**PROBLEMS TO SOLVE**
• 1. According to the post about Sudie Louisa Barron, on what date did she die?
• 2. In the entries, substitute "room inventory" for "lane-occupancy tally" in everything from the line containing "Traffic-operations request: mark the round" down through the last of the entries, and give back only those lines with nothing else changed.

**PAGE TEXT**
#####
Sudie Louisa Barron #52 Ancestors

Sudie Louisa Barron

Sudie Louisa Barron

This is my great-grandmother, Sudie Louisa Barron. She was born 11 Jan 1874 in Marion Twp., Henry County, Ohio. Her parents were Rachel Golden (Golding) and Thomas Barron. Sudie was the second youngest of nine children. I’ve found her referred to as Susan in censuses but she’s always Sudie in our handwritten family histories.

She married Charles Henry Lowery 30 Oct 1892 in Henry County, Ohio.

This is my maternal grandfather’s mother. The only story I have ever been told about Sudie is one of decisiveness, she was a strong-minded woman.

Charles Lowery, Sudie Barron and grandkids

Charles Lowery, Sudie Barron and grandkids

Charles worked for the railroad, which brought Sudie, Charles and their eight children to Allen County, Ohio. They lived there long enough to have a couple more children and two of the older children married. My grandfather Basil being one of them.

As it happened, Charles’ railroad work took him to Michigan. Sudie stayed in Ohio with the children and Charles would send money back to her. As time went on Charles’ visits as well as the paychecks decreased.

Sudie heard rumors of Charles and some carrying-on in Michigan and decided to pack up the children and head north. I guess Charles was more than a little surprised to see Sudie and their passel of children on his boarding house porch when he came home from work that day. I can only imagine their conversation that evening.

Yep, she was a decisive strong-minded woman. I’ll bet Charles thought so too that day!

She died 19 Mar 1943 in Adrain, Lenawee County, MI. She was 69 years old.
#####
**EXCERPTED DATA**

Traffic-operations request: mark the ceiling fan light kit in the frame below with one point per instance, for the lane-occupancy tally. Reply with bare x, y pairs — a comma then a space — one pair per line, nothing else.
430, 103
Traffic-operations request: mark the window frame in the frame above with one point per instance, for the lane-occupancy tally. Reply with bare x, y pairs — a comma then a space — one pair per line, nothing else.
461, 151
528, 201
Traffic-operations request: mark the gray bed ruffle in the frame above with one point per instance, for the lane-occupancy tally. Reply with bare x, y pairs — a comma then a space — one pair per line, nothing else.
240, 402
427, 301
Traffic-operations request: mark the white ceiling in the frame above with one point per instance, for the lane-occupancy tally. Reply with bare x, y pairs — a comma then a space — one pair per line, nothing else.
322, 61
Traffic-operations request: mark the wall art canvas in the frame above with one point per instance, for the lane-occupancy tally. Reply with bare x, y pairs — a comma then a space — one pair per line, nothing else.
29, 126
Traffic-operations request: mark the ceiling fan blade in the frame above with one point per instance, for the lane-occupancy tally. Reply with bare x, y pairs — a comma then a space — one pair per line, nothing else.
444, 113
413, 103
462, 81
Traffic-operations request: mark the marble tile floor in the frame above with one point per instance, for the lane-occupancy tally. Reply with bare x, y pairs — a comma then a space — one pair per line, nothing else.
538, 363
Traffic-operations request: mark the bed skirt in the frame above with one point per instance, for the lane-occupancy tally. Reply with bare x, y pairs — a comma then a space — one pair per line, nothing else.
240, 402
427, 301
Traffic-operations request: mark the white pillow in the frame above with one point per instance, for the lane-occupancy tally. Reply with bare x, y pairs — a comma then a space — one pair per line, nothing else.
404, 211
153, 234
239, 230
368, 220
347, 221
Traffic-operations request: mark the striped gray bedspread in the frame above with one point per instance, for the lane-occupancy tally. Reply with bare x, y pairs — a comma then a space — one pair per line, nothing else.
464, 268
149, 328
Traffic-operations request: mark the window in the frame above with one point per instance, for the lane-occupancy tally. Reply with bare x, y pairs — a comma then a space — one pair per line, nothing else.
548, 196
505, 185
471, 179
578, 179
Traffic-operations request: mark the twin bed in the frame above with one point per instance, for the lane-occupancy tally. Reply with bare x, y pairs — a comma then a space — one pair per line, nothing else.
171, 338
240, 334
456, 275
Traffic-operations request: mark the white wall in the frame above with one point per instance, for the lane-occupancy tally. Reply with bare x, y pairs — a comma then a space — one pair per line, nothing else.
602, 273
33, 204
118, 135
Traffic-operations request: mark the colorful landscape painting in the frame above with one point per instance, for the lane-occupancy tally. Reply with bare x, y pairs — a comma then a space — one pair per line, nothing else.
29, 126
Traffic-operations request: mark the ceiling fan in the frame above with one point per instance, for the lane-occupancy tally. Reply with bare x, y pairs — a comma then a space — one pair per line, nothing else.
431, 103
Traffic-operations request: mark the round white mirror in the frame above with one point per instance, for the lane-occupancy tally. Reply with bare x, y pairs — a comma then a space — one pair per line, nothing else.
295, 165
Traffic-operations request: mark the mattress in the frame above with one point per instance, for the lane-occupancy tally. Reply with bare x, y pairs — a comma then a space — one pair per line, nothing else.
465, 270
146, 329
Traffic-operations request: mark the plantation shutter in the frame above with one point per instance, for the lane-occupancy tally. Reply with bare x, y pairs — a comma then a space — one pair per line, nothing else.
#####
**THE REPLIES**
• 1. 19 Mar 1943

• 2.
Traffic-operations request: mark the round white mirror in the frame above with one point per instance, for the room inventory. Reply with bare x, y pairs — a comma then a space — one pair per line, nothing else.
295, 165
Traffic-operations request: mark the mattress in the frame above with one point per instance, for the room inventory. Reply with bare x, y pairs — a comma then a space — one pair per line, nothing else.
465, 270
146, 329
Traffic-operations request: mark the plantation shutter in the frame above with one point per instance, for the room inventory. Reply with bare x, y pairs — a comma then a space — one pair per line, nothing else.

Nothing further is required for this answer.